* _TEXT SHOWN_
Well done on the degree but as others have commented it doesnt automatically give you a job. What course have you been referred to? You should have been issued an SCO letter that details the name of the course you have been referred to
Skills conditionality covers anything from an employability course to SIA and FLT courses.0 -
Well done on the degree but as others have commented it doesnt automatically give you a job. What course have you been referred to? You should have been issued an SCO letter that details the name of the course you have been referred to
Skills conditionality covers anything from an employability course to SIA and FLT courses.
Thanks. it doesn't mention the course, it just says "your interview and initial assessment with your skills conditionality provider"?
Will there be more of these to come or is it a one-off?0 -
The initial assessment should look at all aspects of your job hunting needs as well as the kinds of work that you have put on your jobseekers agreement. The provider should then come up with an action plan that you agree with outlining areas of training that might benefit you.
Not knowing your degree area and the kinds of work you are looking for it is difficult to be more specific.0 -
Basically you have your time wasted and then the government hands over a large wedge of public money to a "training provider".

* _WHAT TO PRODUCE_
Copy the forum thread starting at "Thanks. it doesn't" and ending at "might benefit you.", swapping "action plan" for "training plan".

* _SUPPLIED ENTRIES_
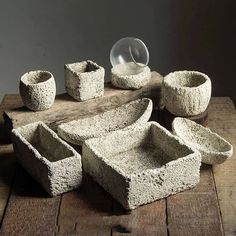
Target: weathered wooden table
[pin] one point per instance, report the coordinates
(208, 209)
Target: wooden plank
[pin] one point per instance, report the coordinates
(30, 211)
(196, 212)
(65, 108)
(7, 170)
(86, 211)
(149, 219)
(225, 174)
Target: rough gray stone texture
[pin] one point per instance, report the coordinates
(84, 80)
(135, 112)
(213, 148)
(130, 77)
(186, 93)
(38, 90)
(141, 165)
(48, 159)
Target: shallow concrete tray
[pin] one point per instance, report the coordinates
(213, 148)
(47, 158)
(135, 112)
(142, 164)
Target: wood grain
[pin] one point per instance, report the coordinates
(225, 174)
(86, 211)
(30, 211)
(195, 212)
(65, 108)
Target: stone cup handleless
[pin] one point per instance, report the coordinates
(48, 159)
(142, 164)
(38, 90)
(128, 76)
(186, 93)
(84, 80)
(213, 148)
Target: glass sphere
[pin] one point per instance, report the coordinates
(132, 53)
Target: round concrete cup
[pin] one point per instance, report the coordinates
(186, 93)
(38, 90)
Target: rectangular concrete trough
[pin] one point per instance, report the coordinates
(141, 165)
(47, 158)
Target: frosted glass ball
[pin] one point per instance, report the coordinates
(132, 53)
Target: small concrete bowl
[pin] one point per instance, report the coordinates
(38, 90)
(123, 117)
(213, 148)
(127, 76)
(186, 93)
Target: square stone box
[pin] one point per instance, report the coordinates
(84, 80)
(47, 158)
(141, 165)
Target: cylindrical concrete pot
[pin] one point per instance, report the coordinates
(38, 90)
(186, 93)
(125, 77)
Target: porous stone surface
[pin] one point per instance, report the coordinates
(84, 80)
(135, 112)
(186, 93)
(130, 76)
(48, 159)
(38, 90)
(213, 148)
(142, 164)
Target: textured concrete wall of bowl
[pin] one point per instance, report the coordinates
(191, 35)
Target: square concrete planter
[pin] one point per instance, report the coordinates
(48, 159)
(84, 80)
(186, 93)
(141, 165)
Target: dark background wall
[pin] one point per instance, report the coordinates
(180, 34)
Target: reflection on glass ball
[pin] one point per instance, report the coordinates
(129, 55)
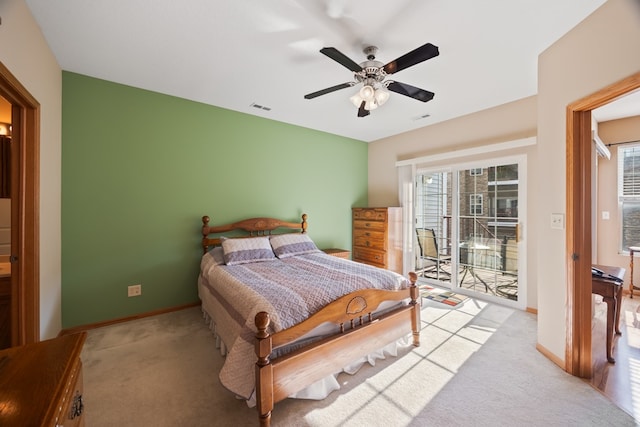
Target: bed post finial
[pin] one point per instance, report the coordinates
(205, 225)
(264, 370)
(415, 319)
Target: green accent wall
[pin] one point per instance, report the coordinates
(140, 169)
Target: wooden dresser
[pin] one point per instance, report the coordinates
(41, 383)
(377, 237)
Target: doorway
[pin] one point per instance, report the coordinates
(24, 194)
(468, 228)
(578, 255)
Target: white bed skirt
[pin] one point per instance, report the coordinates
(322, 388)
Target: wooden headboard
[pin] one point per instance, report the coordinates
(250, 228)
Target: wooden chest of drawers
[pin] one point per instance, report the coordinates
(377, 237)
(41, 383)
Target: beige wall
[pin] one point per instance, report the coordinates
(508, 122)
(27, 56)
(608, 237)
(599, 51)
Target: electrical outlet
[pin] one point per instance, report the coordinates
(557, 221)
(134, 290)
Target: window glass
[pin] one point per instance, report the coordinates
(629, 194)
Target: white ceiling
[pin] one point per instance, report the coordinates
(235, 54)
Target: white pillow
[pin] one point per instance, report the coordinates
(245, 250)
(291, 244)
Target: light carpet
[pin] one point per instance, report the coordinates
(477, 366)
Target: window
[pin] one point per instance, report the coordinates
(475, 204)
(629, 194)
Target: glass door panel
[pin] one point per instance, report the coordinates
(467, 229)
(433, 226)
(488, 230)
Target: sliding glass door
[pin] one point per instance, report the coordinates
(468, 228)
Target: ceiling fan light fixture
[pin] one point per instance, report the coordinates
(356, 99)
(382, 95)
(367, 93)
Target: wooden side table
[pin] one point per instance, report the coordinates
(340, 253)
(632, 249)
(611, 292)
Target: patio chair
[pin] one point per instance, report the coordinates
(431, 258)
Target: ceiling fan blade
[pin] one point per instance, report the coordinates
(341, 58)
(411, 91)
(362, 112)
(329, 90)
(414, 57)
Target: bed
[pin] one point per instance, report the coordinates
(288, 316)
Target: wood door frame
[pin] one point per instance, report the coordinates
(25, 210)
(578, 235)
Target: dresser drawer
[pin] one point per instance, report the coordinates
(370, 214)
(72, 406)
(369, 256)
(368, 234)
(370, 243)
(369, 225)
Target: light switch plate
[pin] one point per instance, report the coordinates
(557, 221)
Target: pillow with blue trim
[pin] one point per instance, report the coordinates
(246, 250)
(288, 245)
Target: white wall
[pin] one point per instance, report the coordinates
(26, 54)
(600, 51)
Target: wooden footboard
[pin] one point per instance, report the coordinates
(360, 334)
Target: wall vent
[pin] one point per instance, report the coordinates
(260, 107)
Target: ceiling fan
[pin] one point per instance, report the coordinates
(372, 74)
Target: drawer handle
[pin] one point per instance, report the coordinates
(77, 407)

...

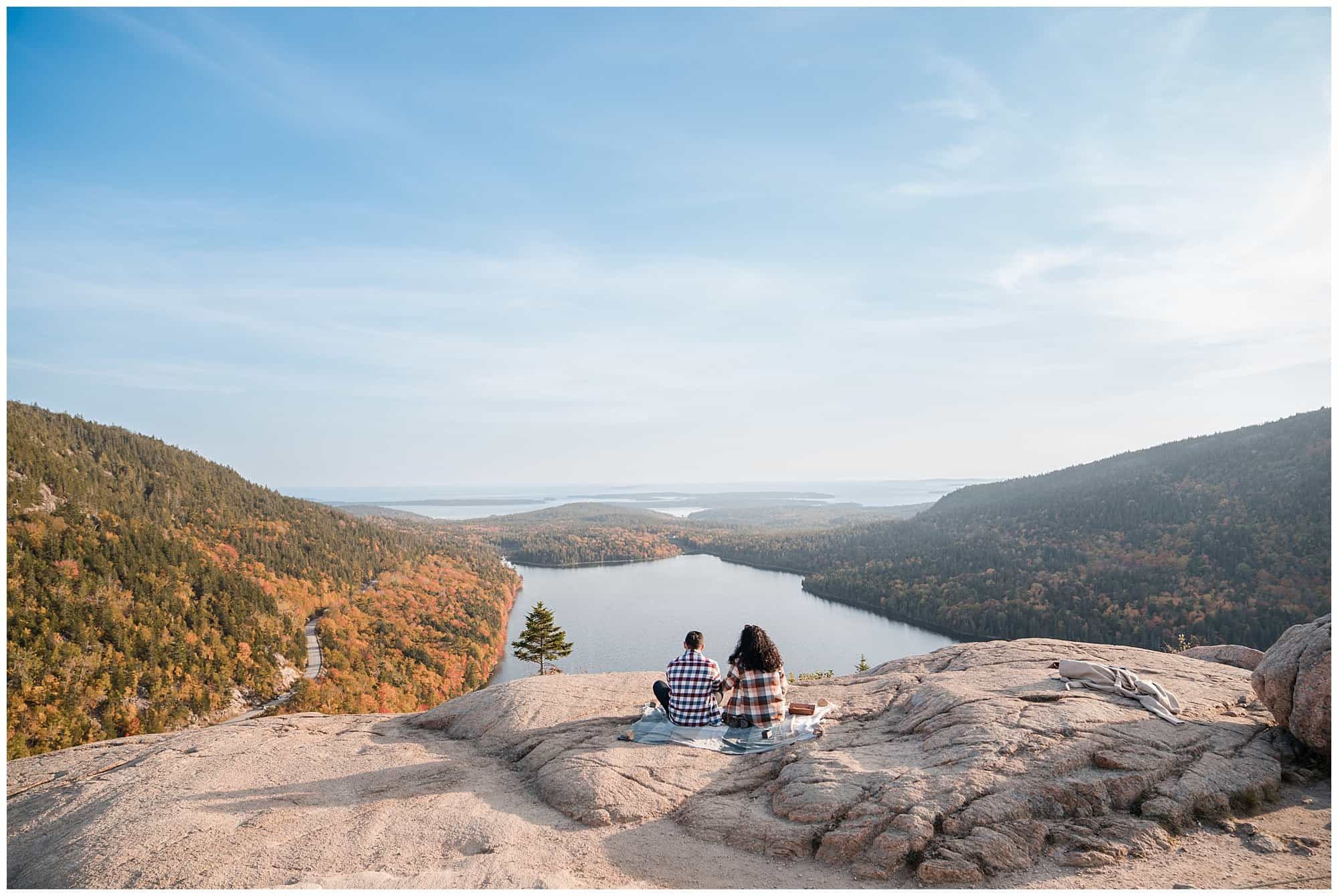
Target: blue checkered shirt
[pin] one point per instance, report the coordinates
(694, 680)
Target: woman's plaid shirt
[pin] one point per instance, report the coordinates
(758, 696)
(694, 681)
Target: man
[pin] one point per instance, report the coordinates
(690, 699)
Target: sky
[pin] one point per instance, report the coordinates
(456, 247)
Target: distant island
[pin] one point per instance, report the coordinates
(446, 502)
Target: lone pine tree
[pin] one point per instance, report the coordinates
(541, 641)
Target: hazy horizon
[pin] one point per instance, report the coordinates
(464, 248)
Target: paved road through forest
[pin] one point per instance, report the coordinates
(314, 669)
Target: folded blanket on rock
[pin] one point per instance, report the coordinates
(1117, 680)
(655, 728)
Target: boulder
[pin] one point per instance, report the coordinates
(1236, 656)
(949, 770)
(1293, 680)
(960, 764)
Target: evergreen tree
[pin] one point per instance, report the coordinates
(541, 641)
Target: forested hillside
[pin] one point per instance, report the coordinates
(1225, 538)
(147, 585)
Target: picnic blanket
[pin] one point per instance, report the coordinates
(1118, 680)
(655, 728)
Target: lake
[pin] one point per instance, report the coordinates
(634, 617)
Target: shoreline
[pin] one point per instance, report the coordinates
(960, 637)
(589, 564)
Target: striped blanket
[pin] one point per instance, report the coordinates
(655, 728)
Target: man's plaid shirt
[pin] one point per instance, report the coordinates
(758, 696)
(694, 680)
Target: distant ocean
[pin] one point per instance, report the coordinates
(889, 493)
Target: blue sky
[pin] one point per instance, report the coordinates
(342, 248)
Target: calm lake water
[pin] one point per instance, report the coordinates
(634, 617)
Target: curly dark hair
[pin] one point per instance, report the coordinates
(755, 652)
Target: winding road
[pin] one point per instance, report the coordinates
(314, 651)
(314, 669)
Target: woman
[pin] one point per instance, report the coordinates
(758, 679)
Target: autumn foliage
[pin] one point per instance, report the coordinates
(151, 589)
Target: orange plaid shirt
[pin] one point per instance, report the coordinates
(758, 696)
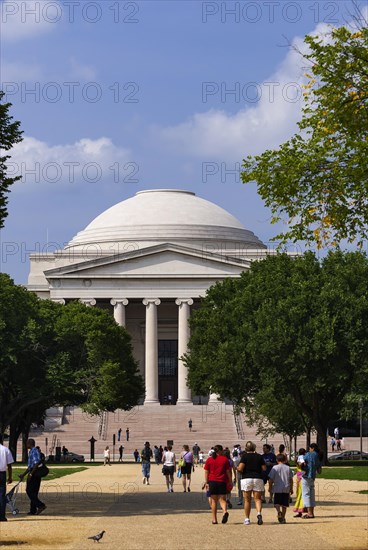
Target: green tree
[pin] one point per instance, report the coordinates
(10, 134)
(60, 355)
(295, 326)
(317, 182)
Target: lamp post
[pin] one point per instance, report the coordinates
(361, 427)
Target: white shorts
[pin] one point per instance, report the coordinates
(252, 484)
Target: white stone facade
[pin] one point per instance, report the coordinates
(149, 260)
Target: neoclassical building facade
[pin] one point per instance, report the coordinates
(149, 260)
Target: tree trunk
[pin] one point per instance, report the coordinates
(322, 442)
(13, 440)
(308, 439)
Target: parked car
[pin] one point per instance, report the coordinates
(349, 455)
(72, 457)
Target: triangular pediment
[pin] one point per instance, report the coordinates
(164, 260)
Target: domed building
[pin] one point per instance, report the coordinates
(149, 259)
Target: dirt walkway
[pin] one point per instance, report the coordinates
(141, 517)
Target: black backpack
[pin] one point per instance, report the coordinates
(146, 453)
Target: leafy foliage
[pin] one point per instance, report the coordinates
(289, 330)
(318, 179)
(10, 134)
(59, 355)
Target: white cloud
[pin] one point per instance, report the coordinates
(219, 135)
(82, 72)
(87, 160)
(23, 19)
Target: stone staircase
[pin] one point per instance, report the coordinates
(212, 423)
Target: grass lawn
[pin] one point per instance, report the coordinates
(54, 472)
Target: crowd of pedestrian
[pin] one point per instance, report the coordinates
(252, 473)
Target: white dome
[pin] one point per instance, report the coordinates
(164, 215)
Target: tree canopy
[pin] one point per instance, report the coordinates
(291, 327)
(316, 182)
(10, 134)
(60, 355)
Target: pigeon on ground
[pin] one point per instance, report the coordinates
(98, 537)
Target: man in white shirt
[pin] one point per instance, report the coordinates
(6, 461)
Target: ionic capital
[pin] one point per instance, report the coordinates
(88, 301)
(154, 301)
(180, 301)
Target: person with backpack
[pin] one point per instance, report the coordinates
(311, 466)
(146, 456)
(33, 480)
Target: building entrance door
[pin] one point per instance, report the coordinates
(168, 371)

* _SOLVED EXERCISE_
Thanks. it doesn't mention the course, it just says "your interview and initial assessment with your skills conditionality provider"?
Will there be more of these to come or is it a one-off?0 -
The initial assessment should look at all aspects of your job hunting needs as well as the kinds of work that you have put on your jobseekers agreement. The provider should then come up with an training plan that you agree with outlining areas of training that might benefit you.